* _EXERCISE_
Pick up the forum thread below about ACPI sleep states and write the next part, starting right after its final post.

··· DOCUMENT SEGMENT

Greaty job iangoldby, this is some much needed information! Now we know how to execute a few power commands, and when they work, well, it will be easy to write a front end.

None of the sleep states worked for me (by executing echo -n x > /proc/acpi/sleep, where x is 1-5) except the 5th stage, which you tried, which gave me a hard reboot. "Soft restart" indeed. They say that mode corresponds to the windows' shutdown command; I'd say it needs some work.

Anyway, good info to know. If any of the states work for anyone, or if there is progress... post!

----------

## Reformist

Also, for those interested, the doc links that iangoldby posted also contain information on how to "step down" your cpu, to consume less power. Not sure if it actually works, but it is supported and looks very cool. I didn't try this out, because sleep modes are the most neccessary for me, and CPU stepping is only useful to me if it is done automatically while the system is detected as being idle.

----------

## CodeHacker84

I have followed the links that iangoldboy has posted, and I am currently reading the ACPI 2.0 standard.  It seems to me that there is a misconception on the S5 power state at this point, because according to the ACPI 2.0 standard, section 2.4; the Sleep 5 state is defined to be a state where the system saves nothing and does a "soft power off," meaning that it is a state similar to flipping a power switch, but it can be controlled electronically.  The Sleep 4 state is where one would want to be for a typical "Hibernate" command, where all system information is saved to disk, and one of the higher sleep states would be for a "Sleep" command.

P.S.  Sorry for the lengthy post, but this also helps me clarify my understanding of all this information that I've absorbed in the past 24 hours.

······
··· ENTRIES PROVIDED

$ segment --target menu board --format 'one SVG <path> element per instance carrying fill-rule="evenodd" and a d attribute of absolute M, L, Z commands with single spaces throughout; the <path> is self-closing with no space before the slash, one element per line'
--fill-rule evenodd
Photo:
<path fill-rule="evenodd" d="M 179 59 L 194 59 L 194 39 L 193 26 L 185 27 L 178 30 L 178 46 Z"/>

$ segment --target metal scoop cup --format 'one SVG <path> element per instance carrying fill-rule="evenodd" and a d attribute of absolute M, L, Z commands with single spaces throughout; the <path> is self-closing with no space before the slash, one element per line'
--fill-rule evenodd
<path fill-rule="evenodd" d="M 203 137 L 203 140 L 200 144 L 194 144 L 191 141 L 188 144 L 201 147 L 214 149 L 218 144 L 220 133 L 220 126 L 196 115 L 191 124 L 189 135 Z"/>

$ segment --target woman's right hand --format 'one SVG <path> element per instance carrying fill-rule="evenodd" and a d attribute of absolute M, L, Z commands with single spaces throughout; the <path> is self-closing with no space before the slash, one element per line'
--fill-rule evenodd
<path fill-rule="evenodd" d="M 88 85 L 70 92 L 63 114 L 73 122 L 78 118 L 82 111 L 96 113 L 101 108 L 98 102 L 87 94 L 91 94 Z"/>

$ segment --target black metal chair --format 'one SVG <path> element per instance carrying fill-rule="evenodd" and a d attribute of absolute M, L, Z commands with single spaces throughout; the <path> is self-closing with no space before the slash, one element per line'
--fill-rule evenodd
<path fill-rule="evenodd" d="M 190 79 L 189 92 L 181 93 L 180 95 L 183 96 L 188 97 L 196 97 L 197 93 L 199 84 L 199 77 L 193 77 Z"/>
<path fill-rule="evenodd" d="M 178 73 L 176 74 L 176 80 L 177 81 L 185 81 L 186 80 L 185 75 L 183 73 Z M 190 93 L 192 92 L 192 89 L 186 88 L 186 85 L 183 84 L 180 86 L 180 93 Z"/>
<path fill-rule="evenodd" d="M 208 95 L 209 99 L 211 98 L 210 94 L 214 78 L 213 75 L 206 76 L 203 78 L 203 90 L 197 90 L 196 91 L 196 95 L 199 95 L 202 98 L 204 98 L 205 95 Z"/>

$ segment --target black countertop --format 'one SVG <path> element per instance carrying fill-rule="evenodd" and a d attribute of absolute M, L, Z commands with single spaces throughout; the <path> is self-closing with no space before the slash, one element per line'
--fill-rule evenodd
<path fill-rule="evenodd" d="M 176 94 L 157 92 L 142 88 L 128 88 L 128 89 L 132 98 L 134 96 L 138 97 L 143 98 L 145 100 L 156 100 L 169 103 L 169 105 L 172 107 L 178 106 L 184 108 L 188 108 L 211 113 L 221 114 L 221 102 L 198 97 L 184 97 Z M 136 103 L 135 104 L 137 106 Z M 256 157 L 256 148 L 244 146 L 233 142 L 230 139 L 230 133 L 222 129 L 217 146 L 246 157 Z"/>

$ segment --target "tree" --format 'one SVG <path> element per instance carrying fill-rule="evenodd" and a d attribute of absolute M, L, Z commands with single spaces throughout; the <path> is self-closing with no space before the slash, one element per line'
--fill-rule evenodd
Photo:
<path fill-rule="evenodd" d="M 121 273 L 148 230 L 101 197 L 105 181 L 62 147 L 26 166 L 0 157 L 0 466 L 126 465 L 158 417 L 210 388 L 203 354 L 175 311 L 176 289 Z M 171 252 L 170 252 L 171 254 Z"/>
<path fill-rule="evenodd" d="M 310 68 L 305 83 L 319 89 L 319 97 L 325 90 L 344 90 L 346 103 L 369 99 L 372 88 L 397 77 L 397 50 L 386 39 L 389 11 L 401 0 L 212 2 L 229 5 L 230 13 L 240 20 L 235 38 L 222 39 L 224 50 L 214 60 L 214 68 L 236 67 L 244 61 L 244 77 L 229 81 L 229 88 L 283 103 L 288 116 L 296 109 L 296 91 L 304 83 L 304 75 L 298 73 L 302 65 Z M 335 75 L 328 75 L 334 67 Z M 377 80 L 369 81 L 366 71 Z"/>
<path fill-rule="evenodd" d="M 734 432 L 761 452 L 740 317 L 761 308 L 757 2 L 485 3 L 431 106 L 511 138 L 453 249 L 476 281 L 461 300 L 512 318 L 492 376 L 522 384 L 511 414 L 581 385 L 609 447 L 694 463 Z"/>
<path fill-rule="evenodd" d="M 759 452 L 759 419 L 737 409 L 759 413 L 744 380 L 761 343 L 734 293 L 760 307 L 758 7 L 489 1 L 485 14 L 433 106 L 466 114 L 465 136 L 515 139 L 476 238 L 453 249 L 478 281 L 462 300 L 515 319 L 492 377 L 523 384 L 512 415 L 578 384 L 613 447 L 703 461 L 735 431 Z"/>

······

* _RESPONSE FOR THIS EXERCISE_
----------

## Ian Goldby

I had a go with the CPU throttling, and it made X very choppy indeed, so I guess it was working  :Wink: 

(I've given up on APCI for now and have gone back to APM, but I still can't get it to restore after a sleep when KDE is running. I think I will have to resign myself to booting the PC every time I want to use it.)

Ian

----------

## zumo

I think I may have found a hibernate program.  I will try it out when I have time, but hopefully you all will try it out in parallel   :Wink:  Linkage below:

http://sourceforge.net/projects/swsusp

----------

## Ian Goldby

There's a good thread on swsusp here.

I thought 1 minute 19 seconds to restore from suspend versus 1 minute 56 seconds to boot from scratch was distinctly unimpressive, and rather defeats the point.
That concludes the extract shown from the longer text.